Problem details
Show each line of the listing below that contains the word "leaf", copying every such line in full.

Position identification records
--*--
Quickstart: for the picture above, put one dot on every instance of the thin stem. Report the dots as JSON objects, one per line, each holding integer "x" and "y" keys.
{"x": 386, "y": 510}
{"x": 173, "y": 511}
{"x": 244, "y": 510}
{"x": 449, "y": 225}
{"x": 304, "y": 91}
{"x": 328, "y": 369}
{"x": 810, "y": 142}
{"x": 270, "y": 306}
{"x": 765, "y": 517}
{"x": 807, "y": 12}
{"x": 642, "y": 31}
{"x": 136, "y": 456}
--*--
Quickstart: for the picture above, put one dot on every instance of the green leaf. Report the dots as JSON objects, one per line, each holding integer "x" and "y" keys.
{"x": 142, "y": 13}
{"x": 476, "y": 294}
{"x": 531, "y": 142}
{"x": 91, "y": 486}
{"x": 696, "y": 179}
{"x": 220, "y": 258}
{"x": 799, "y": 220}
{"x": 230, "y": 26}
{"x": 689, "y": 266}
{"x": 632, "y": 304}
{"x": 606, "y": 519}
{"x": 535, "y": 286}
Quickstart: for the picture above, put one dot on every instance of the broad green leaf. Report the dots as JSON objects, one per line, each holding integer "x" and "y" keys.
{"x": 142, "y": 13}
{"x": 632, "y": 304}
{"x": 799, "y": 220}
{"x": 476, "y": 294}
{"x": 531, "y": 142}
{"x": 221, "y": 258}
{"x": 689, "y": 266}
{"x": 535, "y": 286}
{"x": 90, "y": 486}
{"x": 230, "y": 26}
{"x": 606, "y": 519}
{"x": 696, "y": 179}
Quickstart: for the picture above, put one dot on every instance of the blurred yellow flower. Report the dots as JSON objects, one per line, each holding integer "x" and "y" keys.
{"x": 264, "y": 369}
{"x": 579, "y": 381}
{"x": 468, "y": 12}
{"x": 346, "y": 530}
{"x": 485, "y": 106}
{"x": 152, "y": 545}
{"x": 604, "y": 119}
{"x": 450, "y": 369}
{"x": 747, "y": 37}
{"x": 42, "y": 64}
--*--
Solution to this task
Quickstart: for the picture above, put one dot on every instance of the green leaf. Report the dots as JSON objects, one per line, each holding integer "x" and "y" keys.
Quickstart: for the picture above, put one dot on every instance of the broad green leaf. Report the dots as JSON objects, one per line, each holding integer "x" and "y" keys.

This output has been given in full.